OBJECTIVE:
Retype the material in full, keeping every word the same.

>> Start

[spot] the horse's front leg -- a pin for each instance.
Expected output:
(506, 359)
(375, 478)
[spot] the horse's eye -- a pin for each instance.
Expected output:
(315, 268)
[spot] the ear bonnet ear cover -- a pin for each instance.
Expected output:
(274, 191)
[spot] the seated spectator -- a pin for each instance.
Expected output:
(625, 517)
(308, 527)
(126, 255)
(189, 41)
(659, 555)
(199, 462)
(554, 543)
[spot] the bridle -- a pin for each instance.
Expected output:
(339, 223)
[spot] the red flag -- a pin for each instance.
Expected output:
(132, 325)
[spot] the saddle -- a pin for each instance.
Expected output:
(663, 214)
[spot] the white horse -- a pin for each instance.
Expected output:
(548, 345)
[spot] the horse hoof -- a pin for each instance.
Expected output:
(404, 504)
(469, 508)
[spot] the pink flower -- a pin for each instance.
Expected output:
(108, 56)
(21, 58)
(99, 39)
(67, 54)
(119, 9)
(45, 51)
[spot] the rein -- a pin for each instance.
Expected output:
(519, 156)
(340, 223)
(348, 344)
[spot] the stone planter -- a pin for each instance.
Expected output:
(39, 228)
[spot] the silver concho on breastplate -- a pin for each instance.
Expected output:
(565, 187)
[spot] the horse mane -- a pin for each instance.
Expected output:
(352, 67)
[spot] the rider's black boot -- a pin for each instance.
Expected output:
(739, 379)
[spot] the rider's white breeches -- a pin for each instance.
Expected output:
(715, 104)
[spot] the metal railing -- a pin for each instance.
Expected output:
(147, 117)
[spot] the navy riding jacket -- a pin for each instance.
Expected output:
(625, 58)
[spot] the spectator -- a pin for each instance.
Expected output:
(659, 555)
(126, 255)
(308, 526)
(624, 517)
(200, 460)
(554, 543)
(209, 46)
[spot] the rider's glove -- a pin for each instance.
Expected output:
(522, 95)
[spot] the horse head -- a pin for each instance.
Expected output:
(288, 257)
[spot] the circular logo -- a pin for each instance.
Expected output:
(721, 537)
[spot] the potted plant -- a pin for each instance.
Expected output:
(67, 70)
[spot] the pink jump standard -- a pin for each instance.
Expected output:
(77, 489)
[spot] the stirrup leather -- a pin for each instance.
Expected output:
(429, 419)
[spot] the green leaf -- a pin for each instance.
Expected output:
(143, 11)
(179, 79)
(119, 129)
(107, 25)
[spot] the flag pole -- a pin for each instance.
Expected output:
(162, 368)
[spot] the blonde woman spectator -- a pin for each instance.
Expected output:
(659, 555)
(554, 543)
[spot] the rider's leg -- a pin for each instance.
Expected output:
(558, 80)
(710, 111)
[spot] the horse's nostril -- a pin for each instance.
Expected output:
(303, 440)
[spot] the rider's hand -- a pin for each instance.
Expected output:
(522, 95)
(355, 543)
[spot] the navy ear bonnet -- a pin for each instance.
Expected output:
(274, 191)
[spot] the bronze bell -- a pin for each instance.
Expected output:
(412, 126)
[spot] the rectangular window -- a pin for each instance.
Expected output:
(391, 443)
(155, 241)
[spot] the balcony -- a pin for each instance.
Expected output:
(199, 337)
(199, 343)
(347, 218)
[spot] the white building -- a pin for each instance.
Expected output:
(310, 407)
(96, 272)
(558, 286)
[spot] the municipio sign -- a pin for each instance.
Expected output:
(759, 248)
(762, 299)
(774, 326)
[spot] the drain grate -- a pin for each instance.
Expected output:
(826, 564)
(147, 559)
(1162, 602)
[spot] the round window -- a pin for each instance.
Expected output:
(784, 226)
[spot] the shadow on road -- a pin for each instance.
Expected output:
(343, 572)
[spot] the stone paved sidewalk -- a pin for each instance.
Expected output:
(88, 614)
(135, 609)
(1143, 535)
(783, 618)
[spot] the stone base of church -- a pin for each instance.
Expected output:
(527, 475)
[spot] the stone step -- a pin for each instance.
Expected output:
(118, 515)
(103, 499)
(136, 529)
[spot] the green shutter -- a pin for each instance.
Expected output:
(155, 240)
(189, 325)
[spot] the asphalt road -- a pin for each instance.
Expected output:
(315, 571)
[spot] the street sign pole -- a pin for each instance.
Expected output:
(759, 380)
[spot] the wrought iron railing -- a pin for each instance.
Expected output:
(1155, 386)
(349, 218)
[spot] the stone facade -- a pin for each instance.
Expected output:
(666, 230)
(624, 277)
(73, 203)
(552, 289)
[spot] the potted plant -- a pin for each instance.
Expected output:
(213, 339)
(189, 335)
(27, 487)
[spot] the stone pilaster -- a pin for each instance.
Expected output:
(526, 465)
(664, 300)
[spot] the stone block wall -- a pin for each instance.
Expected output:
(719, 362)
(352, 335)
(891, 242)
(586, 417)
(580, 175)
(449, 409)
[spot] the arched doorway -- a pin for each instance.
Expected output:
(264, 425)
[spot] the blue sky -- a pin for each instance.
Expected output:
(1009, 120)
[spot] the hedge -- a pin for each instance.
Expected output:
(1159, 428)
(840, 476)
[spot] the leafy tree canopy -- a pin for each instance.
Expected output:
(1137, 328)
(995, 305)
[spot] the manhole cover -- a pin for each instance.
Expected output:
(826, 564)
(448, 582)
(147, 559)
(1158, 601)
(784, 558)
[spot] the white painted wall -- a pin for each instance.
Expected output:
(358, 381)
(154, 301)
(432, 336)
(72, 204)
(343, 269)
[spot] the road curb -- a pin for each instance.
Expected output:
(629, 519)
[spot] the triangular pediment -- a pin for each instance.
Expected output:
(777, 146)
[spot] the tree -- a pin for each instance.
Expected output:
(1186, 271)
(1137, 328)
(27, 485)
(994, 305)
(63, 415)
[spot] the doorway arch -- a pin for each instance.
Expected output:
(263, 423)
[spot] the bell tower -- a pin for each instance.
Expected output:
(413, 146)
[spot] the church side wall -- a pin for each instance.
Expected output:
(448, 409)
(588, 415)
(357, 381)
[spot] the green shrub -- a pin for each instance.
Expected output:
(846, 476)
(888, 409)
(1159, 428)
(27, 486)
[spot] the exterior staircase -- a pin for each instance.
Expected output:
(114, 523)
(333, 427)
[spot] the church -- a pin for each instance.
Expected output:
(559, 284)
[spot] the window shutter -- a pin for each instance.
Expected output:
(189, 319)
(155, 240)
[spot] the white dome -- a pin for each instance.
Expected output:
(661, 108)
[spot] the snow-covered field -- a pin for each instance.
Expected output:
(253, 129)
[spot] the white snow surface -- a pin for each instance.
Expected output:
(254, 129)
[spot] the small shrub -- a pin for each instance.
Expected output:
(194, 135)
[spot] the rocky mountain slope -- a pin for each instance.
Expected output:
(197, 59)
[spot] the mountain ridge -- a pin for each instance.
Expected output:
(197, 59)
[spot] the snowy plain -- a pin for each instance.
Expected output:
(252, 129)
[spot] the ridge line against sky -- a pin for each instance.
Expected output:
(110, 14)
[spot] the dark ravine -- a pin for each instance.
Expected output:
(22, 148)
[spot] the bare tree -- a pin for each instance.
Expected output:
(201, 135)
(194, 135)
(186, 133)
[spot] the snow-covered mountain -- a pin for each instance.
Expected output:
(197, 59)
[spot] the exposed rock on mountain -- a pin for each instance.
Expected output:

>> End

THE SOLUTION:
[spot] the horse's front leg -- a pin for each instance.
Expected output:
(506, 359)
(375, 478)
[spot] the horse's eye -- a pin for each instance.
Expected output:
(315, 268)
[spot] the ear bonnet ear cover -- a pin for each instance.
Expected output:
(274, 191)
[spot] the seated spectator -- a pin for each instance.
Expected output:
(625, 517)
(308, 527)
(126, 255)
(189, 41)
(659, 555)
(199, 462)
(554, 543)
[spot] the bridle -- a pin for each instance.
Expected output:
(339, 223)
[spot] the red flag -- a pin for each instance.
Expected output:
(132, 325)
[spot] the saddle -- a pin for each instance.
Expected output:
(663, 214)
[spot] the white horse -- a pin for each instance.
Expected output:
(548, 345)
[spot] the horse hoof -- a pin for each instance.
Expected output:
(404, 504)
(469, 508)
[spot] the pink flower -- a pin for each instance.
Expected output:
(108, 56)
(21, 58)
(99, 39)
(67, 54)
(119, 9)
(45, 51)
[spot] the rein -- a pin for each instance.
Expected output:
(519, 156)
(340, 223)
(348, 344)
[spot] the stone planter -- a pin for each instance.
Expected output:
(39, 228)
[spot] the silver concho on breastplate -- a pin for each instance.
Expected output:
(565, 187)
[spot] the horse mane -- a pin for each instance.
Expected output:
(352, 67)
[spot] the rider's black boot -- a pin for each instance.
Expected output:
(739, 379)
[spot] the rider's white breeches -- a pin for each instance.
Expected output:
(715, 104)
[spot] the metal railing -- a pin for each instance.
Expected output:
(147, 117)
[spot] the navy riding jacket -- a pin for each instance.
Expected output:
(625, 58)
[spot] the spectator -- a pin for each instance.
Expected output:
(659, 555)
(126, 255)
(308, 526)
(624, 517)
(200, 460)
(554, 543)
(209, 46)
[spot] the rider's glove -- a pin for each instance.
Expected output:
(522, 95)
[spot] the horse head -- a pin for each instance.
Expected output:
(288, 257)
[spot] the circular logo -- a pin for each instance.
Expected output:
(721, 537)
[spot] the potted plant -- a pin for each instance.
Expected output:
(67, 70)
[spot] the pink jump standard -- a pin for each instance.
Expected output:
(77, 489)
[spot] the stirrup leather -- a pin for each instance.
Expected output:
(429, 419)
[spot] the green leaf -- a pin for each instance.
Expected output:
(143, 11)
(179, 79)
(119, 129)
(107, 25)
[spot] the flag pole -- a pin for each instance.
Expected output:
(162, 368)
[spot] the blonde woman spectator -- a pin for each instance.
Expected output:
(659, 555)
(554, 543)
[spot] the rider's leg -- a pin for each instance.
Expected output:
(558, 80)
(710, 111)
[spot] the horse's nostril -- a pin for each instance.
Expected output:
(303, 440)
[spot] the rider's hand -- a pin for each instance.
Expected output:
(522, 95)
(355, 543)
[spot] the navy ear bonnet -- a pin for each instance.
Expected output:
(274, 191)
[spot] the bronze bell -- a pin for each instance.
Expected output:
(412, 126)
[spot] the rectangular window -- a pin for each instance.
Expected output:
(391, 443)
(155, 241)
[spot] the balcony -- a pin for each instance.
Expected output:
(199, 337)
(199, 343)
(347, 218)
[spot] the white building -- a pin for each instance.
Expected output:
(310, 407)
(96, 272)
(558, 286)
[spot] the municipio sign -- a pin for each instance.
Expected output:
(759, 248)
(762, 299)
(774, 326)
[spot] the drain grate -- a pin for each instance.
Expected output:
(826, 564)
(147, 559)
(1162, 602)
[spot] the round window -- a pin for each instance.
Expected output:
(784, 226)
[spot] the shadow on road -- a pin for each instance.
Expected output:
(343, 572)
[spot] the stone paved sidewalk -- a pin for each instance.
Expected output:
(88, 614)
(135, 609)
(1143, 535)
(783, 618)
[spot] the stone base of church -- a pin for each instance.
Expected output:
(527, 475)
[spot] the stone step -- a pin for each instance.
Expected output:
(118, 515)
(103, 499)
(136, 529)
[spot] the green shutter -- a pin for each instance.
Expected output:
(155, 240)
(189, 325)
[spot] the asphalt road -- a pin for each instance.
Expected output:
(315, 571)
[spot] the street sign pole -- a pin for each instance.
Expected output:
(759, 380)
[spot] the wrought iron railing -- a pin for each instance.
Expected output:
(1155, 386)
(349, 218)
[spot] the stone facade -- a pin for each instance.
Expected output:
(666, 230)
(624, 277)
(73, 203)
(552, 289)
[spot] the potted plant -- a pin for each instance.
Expected output:
(213, 339)
(189, 335)
(27, 487)
[spot] the stone pilaster -- a pin for each instance.
Expected output:
(526, 465)
(664, 300)
[spot] the stone block wall -- a pin for each instance.
Expected output:
(719, 362)
(352, 335)
(891, 242)
(586, 417)
(580, 175)
(449, 409)
[spot] the arched doorway -- a pin for each instance.
Expected output:
(264, 425)
[spot] the blue sky -- a pin for each instance.
Expected output:
(1009, 120)
[spot] the hedge -- a pin for each instance.
Expected output:
(1159, 428)
(840, 476)
[spot] the leafy tree canopy -- a pin for each instance.
Expected output:
(1137, 328)
(995, 305)
[spot] the manhole cover -- a pin for each instance.
Expected output:
(826, 564)
(448, 582)
(147, 559)
(1158, 601)
(784, 558)
[spot] the white painted wall -- a pin for each instance.
Expected output:
(358, 381)
(154, 301)
(432, 336)
(72, 204)
(343, 269)
[spot] the road curb -- a pin for each instance.
Expected output:
(629, 519)
[spot] the triangular pediment -- a pin for each instance.
Expected output:
(777, 146)
[spot] the tree -- a pin for each instance.
Expected output:
(1186, 271)
(1137, 328)
(27, 485)
(994, 305)
(63, 415)
[spot] the doorway arch -- a pin for each instance.
Expected output:
(263, 423)
[spot] the bell tower -- a pin for each instance.
Expected output:
(413, 146)
[spot] the church side wall -- a pin for each instance.
Expected output:
(448, 409)
(588, 415)
(357, 381)
[spot] the green shrub -- a pin for each instance.
Expected output:
(846, 476)
(888, 409)
(1159, 428)
(27, 486)
[spot] the exterior staircase -- a pin for each instance.
Expected output:
(114, 523)
(333, 427)
[spot] the church -- a pin for each instance.
Expected output:
(559, 284)
[spot] the window shutter -- a pin for each instance.
Expected output:
(189, 319)
(155, 240)
[spot] the white dome -- a pin for each instance.
Expected output:
(661, 108)
[spot] the snow-covered field -- a pin for each instance.
Expected output:
(253, 129)
[spot] the white snow surface -- a pin for each instance.
Expected output:
(254, 129)
[spot] the small shrub -- a pin for each instance.
Expected output:
(194, 135)
[spot] the rocky mountain slope -- a pin for each instance.
Expected output:
(197, 59)
[spot] the mountain ridge -- a pin for each instance.
Expected output:
(197, 59)
[spot] the snowy plain -- a pin for each instance.
Expected output:
(252, 129)
[spot] the ridge line against sky -- a pin for each instance.
Expected output:
(110, 14)
[spot] the dark ravine -- a pin for each instance.
Expected output:
(22, 148)
[spot] the bare tree -- a pin for each instance.
Expected output:
(201, 135)
(194, 135)
(186, 133)
[spot] the snow-covered mountain -- a pin for each instance.
Expected output:
(197, 59)
[spot] the exposed rock on mountain -- a pin for each instance.
Expected output:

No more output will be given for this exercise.